All records should be written out again exactly.

-- Extracted information follows --

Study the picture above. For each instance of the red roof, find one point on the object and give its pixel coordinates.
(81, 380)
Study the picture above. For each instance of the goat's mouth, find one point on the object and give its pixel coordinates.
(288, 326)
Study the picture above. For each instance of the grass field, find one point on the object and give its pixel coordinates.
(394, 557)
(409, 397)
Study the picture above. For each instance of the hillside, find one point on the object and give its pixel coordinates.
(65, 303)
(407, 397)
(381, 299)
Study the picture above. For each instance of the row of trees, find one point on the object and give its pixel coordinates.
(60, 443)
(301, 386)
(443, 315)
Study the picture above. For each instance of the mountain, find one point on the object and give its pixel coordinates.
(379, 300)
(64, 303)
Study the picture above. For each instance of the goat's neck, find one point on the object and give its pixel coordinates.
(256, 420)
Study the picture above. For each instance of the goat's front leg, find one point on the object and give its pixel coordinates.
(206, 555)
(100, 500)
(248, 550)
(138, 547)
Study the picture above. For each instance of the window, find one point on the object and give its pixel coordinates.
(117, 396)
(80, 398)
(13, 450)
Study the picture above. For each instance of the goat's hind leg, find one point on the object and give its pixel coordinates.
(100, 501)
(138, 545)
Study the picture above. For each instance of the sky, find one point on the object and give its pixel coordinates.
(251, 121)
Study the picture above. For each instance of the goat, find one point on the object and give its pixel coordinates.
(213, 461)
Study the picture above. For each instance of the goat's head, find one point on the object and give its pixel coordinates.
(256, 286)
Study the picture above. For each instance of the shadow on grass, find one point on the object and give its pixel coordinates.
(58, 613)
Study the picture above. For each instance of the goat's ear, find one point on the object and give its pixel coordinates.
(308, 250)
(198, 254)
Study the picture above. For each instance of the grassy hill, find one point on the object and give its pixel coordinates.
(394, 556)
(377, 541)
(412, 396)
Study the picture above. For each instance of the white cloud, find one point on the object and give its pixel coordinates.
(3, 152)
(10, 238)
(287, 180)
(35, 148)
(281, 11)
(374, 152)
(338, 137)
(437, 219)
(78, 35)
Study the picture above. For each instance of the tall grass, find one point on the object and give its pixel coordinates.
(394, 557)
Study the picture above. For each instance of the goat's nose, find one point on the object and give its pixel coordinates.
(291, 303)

-- Extracted information concluded --

# Exercise answer
Study the picture above. For each instance of the red roof, find one point on the object and give its pixel coordinates.
(81, 380)
Study the picture above. For each instance of the goat's mouth, find one point on the object and give its pixel coordinates.
(288, 326)
Study the picture above. For each instance of the grass field, find one point on the object and give its pixel coordinates.
(394, 557)
(409, 397)
Study the picture above. For each instance of the hillside, find one point on the object and give its pixel coordinates.
(65, 303)
(407, 397)
(381, 299)
Study the picture above. For each instance of the row of trees, find one point on the object and give its pixel coordinates.
(60, 443)
(301, 386)
(443, 315)
Study the picture above. For each instance of the mountain, find one point on the object and give its pixel coordinates.
(379, 300)
(64, 303)
Study the picture above. For each instance of the goat's neck, find one point on the object and give its pixel coordinates.
(256, 420)
Study the picture above. For each instance of the goat's front leg, find one point on the object and give its pixel coordinates.
(206, 555)
(100, 500)
(248, 550)
(138, 547)
Study the picture above. For each instance of the window, find one point on the object and give its pixel coordinates.
(117, 396)
(80, 398)
(13, 450)
Study the picture above. For each instance of the goat's hind leg, find one point on the object and give its pixel coordinates.
(100, 501)
(138, 545)
Study the picture above. For each instance of the sky, find one point on the object and give its pixel coordinates.
(251, 121)
Study the picture above. For each instance of the goat, find one point on the object and give its pixel coordinates.
(213, 461)
Study the picture above. For each instance of the goat's head, find one point on the object and give its pixel coordinates.
(256, 286)
Study the picture above. For each instance of the shadow on grass, find one point on the object and give its pixel coordinates.
(58, 613)
Study the picture above. For each instance of the goat's ear, find one point on the object and give its pixel coordinates.
(308, 250)
(198, 254)
Study the picture above. For each instance of the grassy hill, find one point on the object and give its pixel coordinates.
(394, 556)
(377, 541)
(412, 396)
Study the picture above. For each instance of the white cloud, find one point on the object and give its pixel coordinates.
(3, 152)
(10, 238)
(287, 180)
(35, 148)
(281, 11)
(374, 152)
(338, 137)
(437, 219)
(78, 35)
Study the picture above. For each instance of the tall grass, find one point on the object and give its pixel coordinates.
(394, 557)
Study the picture above. For each instance of the goat's nose, find one point on the object and give its pixel coordinates.
(291, 303)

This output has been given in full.